Findings Video conference with Azure Virtual Desktop using Meet

Introduction
Over the last couple of years, there has been an impressive flux with many businesses and institutions adopting and relying on large-scale remote working and remote learning environments to maintain workforce and learning continuity. During this time, it’s generally been recognised that this type of remote working/learning has been quite successful, with many businesses and institutions continuing remoting working/learning practices or introducing hybrid models with a combination of remote and office work for their staff.
One of the reasons why remote working/learning has been successful is the availability of supporting technologies that have delivered a high standard of human communication and engagement across large numbers of workers or students/faculty in remote environments. Video conferencing applications, which includes video conferencing, screen sharing, IMs and more, are such technologies that have contributed to viable remote working/learning environment success.
But to use these applications to their fullest potential, a robust IT infrastructure is also a must. Many large enterprise companies, as well as SMB and other institutions have centralised their IT environment into virtualized desktop infrastructure (VDI), either as an on-premises solution or as a managed-service by cloud service providers (CSP). Centralizing resources, applications and data into a single infrastructure allows for better IT management and security of vital resources and data which can help improve workforce productivity, data security and IT efficiencies.
Investigation overview
This blog details a recent technical investigation where popular video conferencing applications are deployed on AMD-based Azure instances to determine the performance of each application, the number of deployable users in a multi-session environment, and the user experience each person would receive. The AMD-based instances includes both CPU-only based instances and CPU+GPU based instances to understand the impact of GPU-enabled resources to the density and experience of the users.

ENTRIES SUPPLIED:
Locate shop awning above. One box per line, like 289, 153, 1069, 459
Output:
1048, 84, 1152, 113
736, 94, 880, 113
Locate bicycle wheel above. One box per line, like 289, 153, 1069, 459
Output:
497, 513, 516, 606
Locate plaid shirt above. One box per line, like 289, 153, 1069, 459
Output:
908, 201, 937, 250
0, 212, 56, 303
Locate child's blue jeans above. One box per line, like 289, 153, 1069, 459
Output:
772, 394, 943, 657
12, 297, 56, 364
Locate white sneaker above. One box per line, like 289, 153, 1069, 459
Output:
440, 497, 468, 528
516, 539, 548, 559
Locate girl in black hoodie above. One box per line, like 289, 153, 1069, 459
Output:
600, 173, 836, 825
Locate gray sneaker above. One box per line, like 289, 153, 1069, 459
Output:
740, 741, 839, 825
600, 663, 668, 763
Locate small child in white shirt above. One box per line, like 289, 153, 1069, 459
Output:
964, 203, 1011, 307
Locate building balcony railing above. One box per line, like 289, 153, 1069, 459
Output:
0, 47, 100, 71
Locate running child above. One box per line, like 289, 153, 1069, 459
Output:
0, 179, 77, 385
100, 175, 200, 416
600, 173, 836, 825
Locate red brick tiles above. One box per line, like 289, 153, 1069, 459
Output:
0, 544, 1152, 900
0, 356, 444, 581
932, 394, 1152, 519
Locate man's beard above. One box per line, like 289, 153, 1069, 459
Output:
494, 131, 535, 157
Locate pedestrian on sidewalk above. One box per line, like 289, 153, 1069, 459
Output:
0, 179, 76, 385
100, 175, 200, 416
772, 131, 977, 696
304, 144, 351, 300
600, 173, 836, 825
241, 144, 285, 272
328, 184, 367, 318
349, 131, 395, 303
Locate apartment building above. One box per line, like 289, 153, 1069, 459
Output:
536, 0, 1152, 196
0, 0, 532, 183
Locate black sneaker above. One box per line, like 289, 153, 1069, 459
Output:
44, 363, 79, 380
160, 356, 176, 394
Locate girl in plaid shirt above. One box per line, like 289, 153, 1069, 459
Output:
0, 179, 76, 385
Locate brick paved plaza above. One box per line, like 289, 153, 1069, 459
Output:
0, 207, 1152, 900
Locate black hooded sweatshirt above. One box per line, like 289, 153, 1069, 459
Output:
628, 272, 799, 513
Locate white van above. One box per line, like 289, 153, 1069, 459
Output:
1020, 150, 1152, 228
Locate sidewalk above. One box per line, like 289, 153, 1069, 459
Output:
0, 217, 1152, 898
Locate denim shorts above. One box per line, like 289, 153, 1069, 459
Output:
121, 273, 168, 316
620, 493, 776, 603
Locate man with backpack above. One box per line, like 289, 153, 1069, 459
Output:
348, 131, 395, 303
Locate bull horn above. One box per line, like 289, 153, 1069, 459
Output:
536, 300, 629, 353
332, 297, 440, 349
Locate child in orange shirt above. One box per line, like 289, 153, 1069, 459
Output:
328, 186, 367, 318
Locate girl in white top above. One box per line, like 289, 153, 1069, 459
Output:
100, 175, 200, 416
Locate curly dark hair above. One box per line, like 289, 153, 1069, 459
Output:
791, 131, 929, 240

PROBLEM STATEMENT: In the text on video conferencing with Azure Virtual Desktop, what two kinds of AMD-based instances did the investigation include?

SOLUTION FOR THIS EXERCISE: CPU-only based instances and CPU+GPU based instances.